_SUPPLIED PASSAGE_.
────────────────────

RFR: 8225642: ZGC: Crash due to bad oops being spilled to stack in load barriers
Erik Österlund
erik.osterlund at oracle.com
Thu Jun 20 09:38:43 UTC 2019
Hi,
With the new late barrier expansion mechanism, we thought we could
finally disable some workarounds that fixed up bad oops in the stack,
that should never be allowed to be bad really if the compiler did what
we want it to do.
It turns out that it is still possible for bad oops to end up in the
stack. This is attributed to spills of the loaded bad oop that never
really got usedin the application. These spills could be observed in the
disassembly. While the oop isn't used in the nmethod, it might be used
by e.g. deoptimization, forcing it to stick around. The cause for the
spill causing the trouble is that the medium slow path
(LoadBarrierSlowRegNode) defines (DEF) a new value returned from the
slow path reloads the oop into that register, instead of using the
original oop as input. So the LoadBarrierSlowRegNode would sometimes get
a different register to the original load, causing the loaded bad value
to spill bad values for deopt sometimes, eventually causing crashes in
heap iteration code and asserts.

────────────────────

_Point labeling records_.
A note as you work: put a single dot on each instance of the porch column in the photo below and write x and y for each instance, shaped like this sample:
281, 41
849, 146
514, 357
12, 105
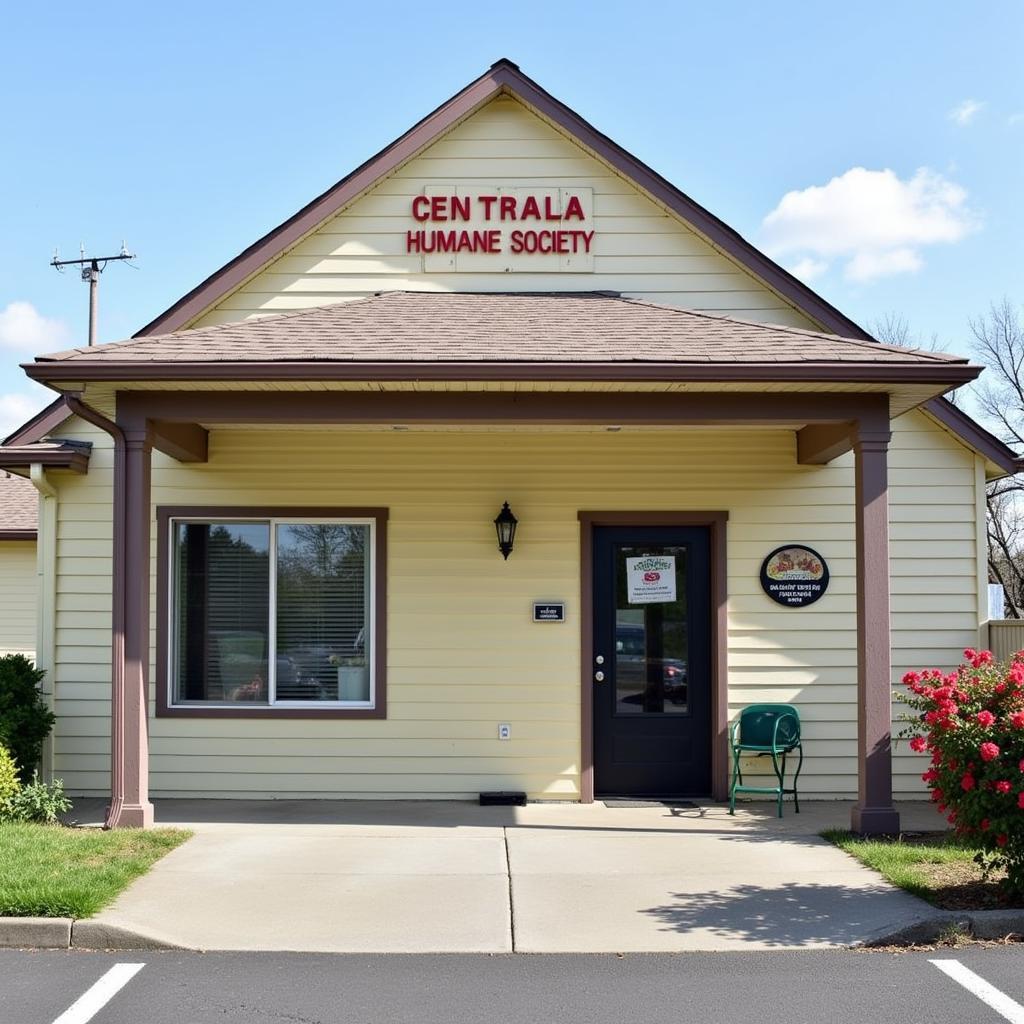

────────────────────

_TASK DETAILS_. Duplicate the stretch of the ZGC load barrier post from "It turns out" through "code and asserts.".

_RESPONSE TO THIS EXERCISE_.
It turns out that it is still possible for bad oops to end up in the
stack. This is attributed to spills of the loaded bad oop that never
really got usedin the application. These spills could be observed in the
disassembly. While the oop isn't used in the nmethod, it might be used
by e.g. deoptimization, forcing it to stick around. The cause for the
spill causing the trouble is that the medium slow path
(LoadBarrierSlowRegNode) defines (DEF) a new value returned from the
slow path reloads the oop into that register, instead of using the
original oop as input. So the LoadBarrierSlowRegNode would sometimes get
a different register to the original load, causing the loaded bad value
to spill bad values for deopt sometimes, eventually causing crashes in
heap iteration code and asserts.